What to produce:
Pick out every line in the listing below that contains the string "pink", matching case exactly.

**** Records shown ****

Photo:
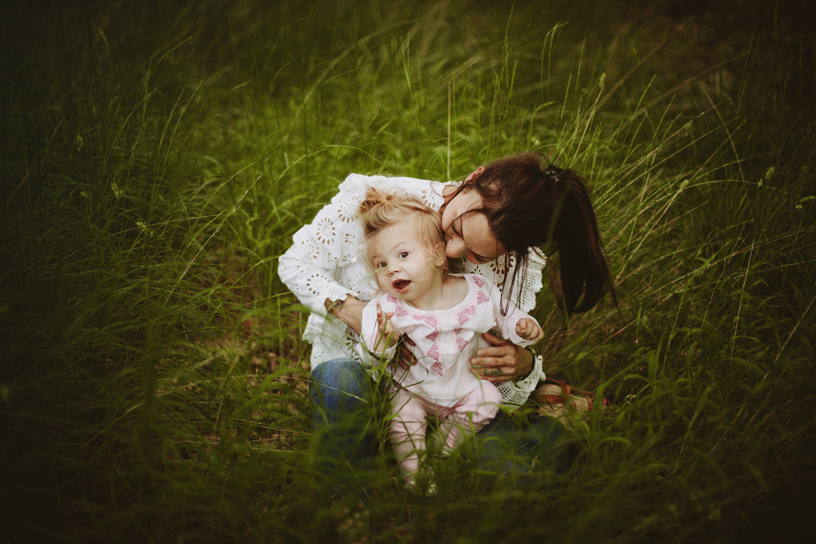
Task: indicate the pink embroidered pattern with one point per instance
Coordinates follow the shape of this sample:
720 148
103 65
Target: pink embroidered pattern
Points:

****
**** Records shown ****

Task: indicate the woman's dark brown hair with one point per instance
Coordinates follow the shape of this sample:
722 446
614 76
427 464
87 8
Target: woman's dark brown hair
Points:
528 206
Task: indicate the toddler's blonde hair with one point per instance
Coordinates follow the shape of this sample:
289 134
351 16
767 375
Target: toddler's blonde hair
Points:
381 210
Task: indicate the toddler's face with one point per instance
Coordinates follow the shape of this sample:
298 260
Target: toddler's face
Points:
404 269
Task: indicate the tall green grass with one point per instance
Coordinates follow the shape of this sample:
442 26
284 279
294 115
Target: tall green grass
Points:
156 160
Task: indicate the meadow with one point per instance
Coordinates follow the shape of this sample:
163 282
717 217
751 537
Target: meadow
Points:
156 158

****

Problem solution:
Task: indicate the pink embroidered pattern with one point per instance
Target: pink embroidered pattern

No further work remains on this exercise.